# [Questions]
a: The essay on Nichola Goddard's death describes what several hundred thousand men back home do on the day she is killed. List each of those activities.
b: Transcribe the stretch of the essay on Nichola Goddard's death from "Call this a" through "over her death?".

# [Document segment]
┄┄┄┄┄┄┄┄┄┄
I have been grieving for Nichola Goddard, the first Canadian woman ever to die fighting in battle. For some reason this struck me as more than the death of someone who was clearly a wonderful person and a highly capable soldier. Like many Canadians, I am intensely proud of her and the life she gave for me, my family, my children, and my people. She is a hero in my mind. Nevertheless, I will always believe that no matter how good they may be, to send women to battle in place of men is wrong, and the fact that we do so makes me feel a little guilty and even shames me as a man. I can’t help that. It is what I feel, and deeply so. And it has left me angry at my country. But how does it make sense to be so proud of her soldiering, yet so upset that we sent her off to die?
Call this a knee-jerk, dinosaur emotion of an unrepentant male reactionary, if you like. That would be the expected and simplistic response. But I ask: How can it be right for a country filled with strong and vital men to send women into battle to die in their place? In their place you say? She chose that life! She loved what she was doing! True. All true. But while an individual’s choosing something, if it is good, makes it good for that person, it does not follow that somebody choosing something good for themselves makes it good, or right, or the best choice for society as a whole. Why do I and so many others feel this way? Why has every Canadian man worth the name felt an inner twinge of conscience over her death?
Well, for starters, women have a unique role in society that men can never fill: they give birth to other human beings and nurture human life in ways that a man cannot. All men know that. And most of us grow up with an inbred awe of, and respect for that natural fact of life. That is, for the intuitive knowledge that civilization comes to a grinding halt – we all die – if women, the mothers of us all, die out. So, it seems (again so strongly intuitively) that although it is a noble tragedy for a nation to lose a single life in battle, it is a kind of double tragedy to lose a woman’s life. For a young woman who dies in battle loses her own life and also the lives for which she was a living proxy-in-waiting. That is because all women hold in biological potential as many lives as they care to create. That is the deepest mystery of the female, and it is why to lose a woman in war is rightly felt as so costly to all. It is this that fighting men know in their hearts, and to deny this truth is to undermine what is sometimes called the life force, and therefore the very fabric of society.
For just as there is nothing higher or nobler for women than to create human life and nurture it, there is nothing nobler for men than to love and protect their women and children, and if necessary to die for them. All manly men feel this call deeply. It is strange to say, perhaps, and against all common sense, but many men love war precisely because it provides them with the opportunity to be heroic, to be wholly altruistic, to answer a higher calling of a kind that all women feel naturally in creating life, but that is not an inherent part of a man’s biological nature. So men must seek out the equivalent. So deeply do most men need and long for this that they will unhesitatingly face terrible odds in battle and willingly die to protect their fellows. Call it a guy thing. But this is why I say there is something deeply amiss with the values of our society when Nichola is killed, and the same day back home a few hundred thousand very tough men go to work, play their sports, then go out at night to drink and dance, and then go home for a good sleep. It is the truth of this stark contrast that hit me like a body-blow against the manliness of our country as a whole.
┄┄┄┄┄┄┄┄┄┄
# [Information supplied]

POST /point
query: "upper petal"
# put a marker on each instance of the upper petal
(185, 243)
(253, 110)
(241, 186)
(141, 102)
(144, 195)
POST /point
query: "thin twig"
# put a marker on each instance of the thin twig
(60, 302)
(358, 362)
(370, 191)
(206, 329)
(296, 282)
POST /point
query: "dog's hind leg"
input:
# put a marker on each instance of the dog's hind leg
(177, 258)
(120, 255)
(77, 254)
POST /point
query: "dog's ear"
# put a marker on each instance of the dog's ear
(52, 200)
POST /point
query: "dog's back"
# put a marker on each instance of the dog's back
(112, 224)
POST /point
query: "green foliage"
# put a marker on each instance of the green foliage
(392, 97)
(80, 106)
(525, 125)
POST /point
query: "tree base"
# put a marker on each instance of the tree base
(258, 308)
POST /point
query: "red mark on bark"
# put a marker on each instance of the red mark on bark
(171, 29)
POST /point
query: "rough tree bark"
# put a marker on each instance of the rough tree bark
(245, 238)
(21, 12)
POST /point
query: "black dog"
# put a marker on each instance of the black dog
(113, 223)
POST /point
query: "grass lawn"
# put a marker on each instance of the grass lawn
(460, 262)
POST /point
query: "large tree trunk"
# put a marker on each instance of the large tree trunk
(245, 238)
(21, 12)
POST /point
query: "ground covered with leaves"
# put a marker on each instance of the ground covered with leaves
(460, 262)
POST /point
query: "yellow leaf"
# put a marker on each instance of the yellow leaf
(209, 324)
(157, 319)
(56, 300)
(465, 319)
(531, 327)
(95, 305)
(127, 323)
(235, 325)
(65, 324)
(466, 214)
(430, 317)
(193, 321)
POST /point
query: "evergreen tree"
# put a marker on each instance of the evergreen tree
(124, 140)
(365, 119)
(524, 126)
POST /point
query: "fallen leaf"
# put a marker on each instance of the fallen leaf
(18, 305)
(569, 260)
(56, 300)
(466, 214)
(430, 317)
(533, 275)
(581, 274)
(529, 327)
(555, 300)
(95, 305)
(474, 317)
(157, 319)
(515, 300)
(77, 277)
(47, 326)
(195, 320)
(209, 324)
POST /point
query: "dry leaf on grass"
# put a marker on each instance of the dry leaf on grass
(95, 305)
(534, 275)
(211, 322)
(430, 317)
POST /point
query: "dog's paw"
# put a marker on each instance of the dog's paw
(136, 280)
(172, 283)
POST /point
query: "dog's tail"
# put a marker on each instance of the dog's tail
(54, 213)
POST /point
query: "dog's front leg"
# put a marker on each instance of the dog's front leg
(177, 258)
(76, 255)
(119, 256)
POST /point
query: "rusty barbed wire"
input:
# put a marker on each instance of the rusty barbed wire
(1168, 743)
┄┄┄┄┄┄┄┄┄┄
# [Responses to the exercise]
a:
- go to work
- play their sports
- go out at night to drink and dance
- go home for a good sleep

b:
Call this a knee-jerk, dinosaur emotion of an unrepentant male reactionary, if you like. That would be the expected and simplistic response. But I ask: How can it be right for a country filled with strong and vital men to send women into battle to die in their place? In their place you say? She chose that life! She loved what she was doing! True. All true. But while an individual’s choosing something, if it is good, makes it good for that person, it does not follow that somebody choosing something good for themselves makes it good, or right, or the best choice for society as a whole. Why do I and so many others feel this way? Why has every Canadian man worth the name felt an inner twinge of conscience over her death?